## What you should do
Please pull from the material below each line that contains the word "soil" and copy those lines out in full.

## Records for the exercise
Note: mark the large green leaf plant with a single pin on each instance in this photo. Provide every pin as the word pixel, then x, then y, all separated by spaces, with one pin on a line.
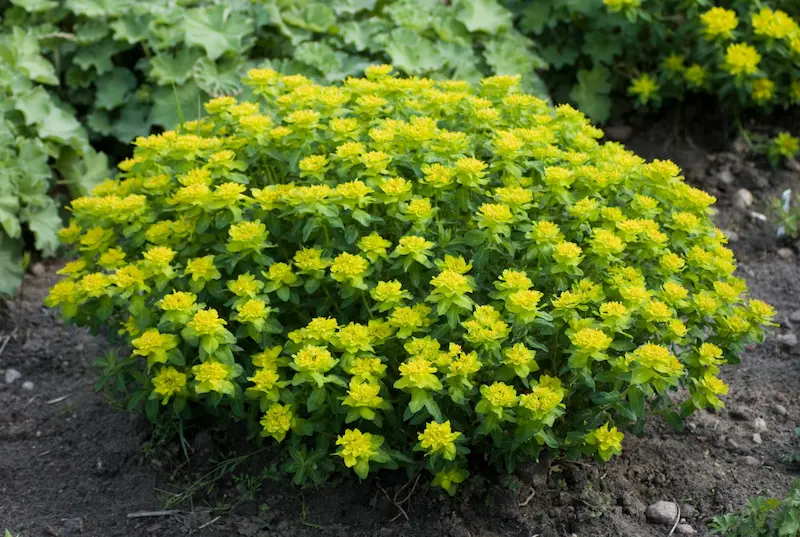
pixel 129 66
pixel 42 146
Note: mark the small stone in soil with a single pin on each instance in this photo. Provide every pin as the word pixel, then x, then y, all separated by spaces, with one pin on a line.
pixel 742 199
pixel 780 410
pixel 787 340
pixel 662 512
pixel 740 413
pixel 12 375
pixel 759 425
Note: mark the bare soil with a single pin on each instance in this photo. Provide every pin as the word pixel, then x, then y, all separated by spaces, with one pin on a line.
pixel 71 464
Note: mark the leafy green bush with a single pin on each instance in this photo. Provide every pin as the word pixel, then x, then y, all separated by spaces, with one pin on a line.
pixel 396 266
pixel 124 63
pixel 606 55
pixel 40 143
pixel 763 517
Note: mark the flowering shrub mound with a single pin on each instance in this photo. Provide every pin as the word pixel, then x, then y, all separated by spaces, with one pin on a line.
pixel 400 271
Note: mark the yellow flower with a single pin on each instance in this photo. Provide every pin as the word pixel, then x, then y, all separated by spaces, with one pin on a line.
pixel 419 373
pixel 206 322
pixel 168 382
pixel 312 358
pixel 439 439
pixel 741 59
pixel 591 340
pixel 608 441
pixel 644 88
pixel 245 286
pixel 615 6
pixel 154 346
pixel 215 376
pixel 763 90
pixel 696 75
pixel 357 449
pixel 277 421
pixel 719 23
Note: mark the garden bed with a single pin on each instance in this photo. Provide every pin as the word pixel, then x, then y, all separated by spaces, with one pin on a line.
pixel 70 464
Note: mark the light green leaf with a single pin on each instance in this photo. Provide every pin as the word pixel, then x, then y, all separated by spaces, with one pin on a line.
pixel 22 51
pixel 218 78
pixel 43 222
pixel 217 29
pixel 83 172
pixel 535 16
pixel 602 47
pixel 133 121
pixel 167 69
pixel 166 106
pixel 512 55
pixel 61 126
pixel 99 57
pixel 482 15
pixel 131 29
pixel 351 7
pixel 590 94
pixel 413 53
pixel 10 265
pixel 113 88
pixel 35 6
pixel 316 17
pixel 9 219
pixel 34 105
pixel 94 9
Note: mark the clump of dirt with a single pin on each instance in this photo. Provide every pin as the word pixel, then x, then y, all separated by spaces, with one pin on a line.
pixel 71 464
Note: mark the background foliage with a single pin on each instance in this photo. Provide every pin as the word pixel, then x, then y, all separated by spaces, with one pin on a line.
pixel 597 49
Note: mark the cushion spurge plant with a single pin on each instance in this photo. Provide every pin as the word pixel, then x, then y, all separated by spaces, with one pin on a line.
pixel 407 272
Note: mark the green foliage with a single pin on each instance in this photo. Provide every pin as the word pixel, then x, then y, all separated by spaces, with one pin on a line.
pixel 763 517
pixel 607 56
pixel 122 62
pixel 40 143
pixel 400 272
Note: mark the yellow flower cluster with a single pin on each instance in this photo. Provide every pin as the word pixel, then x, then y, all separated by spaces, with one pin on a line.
pixel 465 264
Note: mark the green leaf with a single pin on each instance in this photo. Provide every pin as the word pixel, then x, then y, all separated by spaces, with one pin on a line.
pixel 98 58
pixel 43 222
pixel 535 16
pixel 166 68
pixel 351 7
pixel 11 258
pixel 131 29
pixel 34 6
pixel 166 106
pixel 133 121
pixel 482 15
pixel 412 53
pixel 602 47
pixel 94 9
pixel 591 93
pixel 216 29
pixel 113 88
pixel 34 105
pixel 22 51
pixel 82 172
pixel 9 219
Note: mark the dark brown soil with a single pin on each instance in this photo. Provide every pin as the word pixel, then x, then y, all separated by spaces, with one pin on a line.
pixel 71 464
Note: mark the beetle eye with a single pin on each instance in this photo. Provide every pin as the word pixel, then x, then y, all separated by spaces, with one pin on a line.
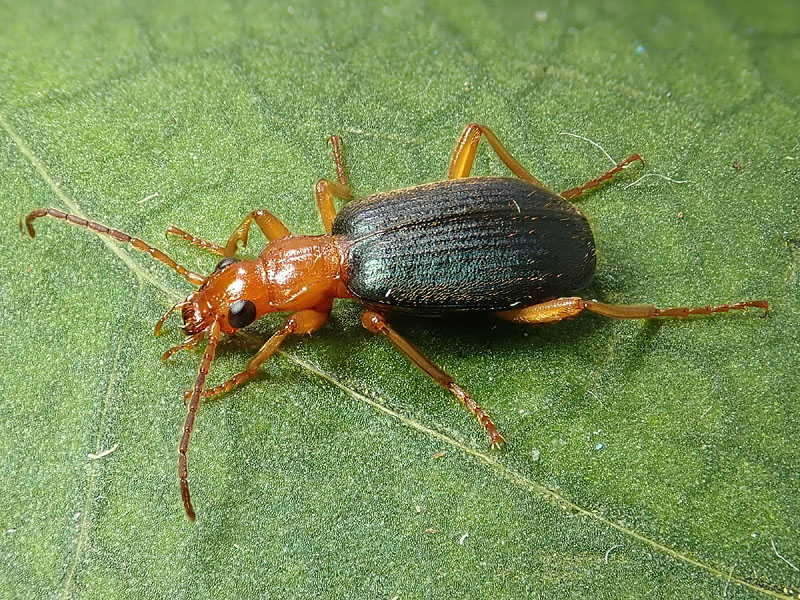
pixel 243 312
pixel 225 262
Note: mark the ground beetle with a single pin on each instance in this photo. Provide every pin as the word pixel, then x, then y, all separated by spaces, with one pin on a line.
pixel 509 246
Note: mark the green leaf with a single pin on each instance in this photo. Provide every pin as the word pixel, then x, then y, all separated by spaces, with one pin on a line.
pixel 645 459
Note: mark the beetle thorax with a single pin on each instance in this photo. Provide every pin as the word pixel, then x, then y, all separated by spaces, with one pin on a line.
pixel 302 272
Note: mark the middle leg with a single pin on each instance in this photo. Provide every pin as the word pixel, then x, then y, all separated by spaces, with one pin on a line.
pixel 467 146
pixel 377 323
pixel 325 190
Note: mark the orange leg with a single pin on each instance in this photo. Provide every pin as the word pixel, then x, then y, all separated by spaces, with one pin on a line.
pixel 577 191
pixel 376 323
pixel 467 146
pixel 325 190
pixel 270 225
pixel 565 308
pixel 304 321
pixel 191 414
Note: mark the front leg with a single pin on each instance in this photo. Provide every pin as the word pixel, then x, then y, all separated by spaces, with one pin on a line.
pixel 270 226
pixel 304 321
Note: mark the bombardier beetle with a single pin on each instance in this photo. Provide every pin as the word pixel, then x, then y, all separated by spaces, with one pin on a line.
pixel 506 245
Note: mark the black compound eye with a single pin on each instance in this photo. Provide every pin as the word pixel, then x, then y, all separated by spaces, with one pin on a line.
pixel 225 262
pixel 243 312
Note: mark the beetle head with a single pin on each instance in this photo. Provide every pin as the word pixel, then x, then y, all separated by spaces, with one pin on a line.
pixel 235 294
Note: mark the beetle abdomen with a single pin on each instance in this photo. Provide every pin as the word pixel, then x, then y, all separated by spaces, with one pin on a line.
pixel 480 243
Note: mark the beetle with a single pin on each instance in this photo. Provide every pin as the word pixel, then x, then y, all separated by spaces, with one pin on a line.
pixel 507 245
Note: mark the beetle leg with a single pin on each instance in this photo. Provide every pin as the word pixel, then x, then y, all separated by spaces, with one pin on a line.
pixel 325 190
pixel 466 147
pixel 304 321
pixel 376 323
pixel 565 308
pixel 577 191
pixel 270 225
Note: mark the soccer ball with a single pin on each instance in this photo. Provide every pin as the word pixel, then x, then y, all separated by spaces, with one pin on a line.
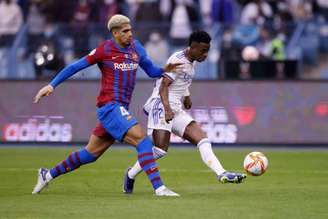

## Solved problem
Note: mark the small stone in soil with a single pin on each instance in this photo. Provide every pin as the word pixel, then x, then y, all separated by spaces, with one pin on a line.
Note: mark the bare soil with a single pin on each instance in this photo. Provide every pin as the word pixel, then x, then y, all separated by spaces, with one pin on a line.
Note: mark the dark brown soil with a single pin on each instance in this photo. Provide every pin as the word pixel, then x, then y, all separated by spaces, with one pin on a line.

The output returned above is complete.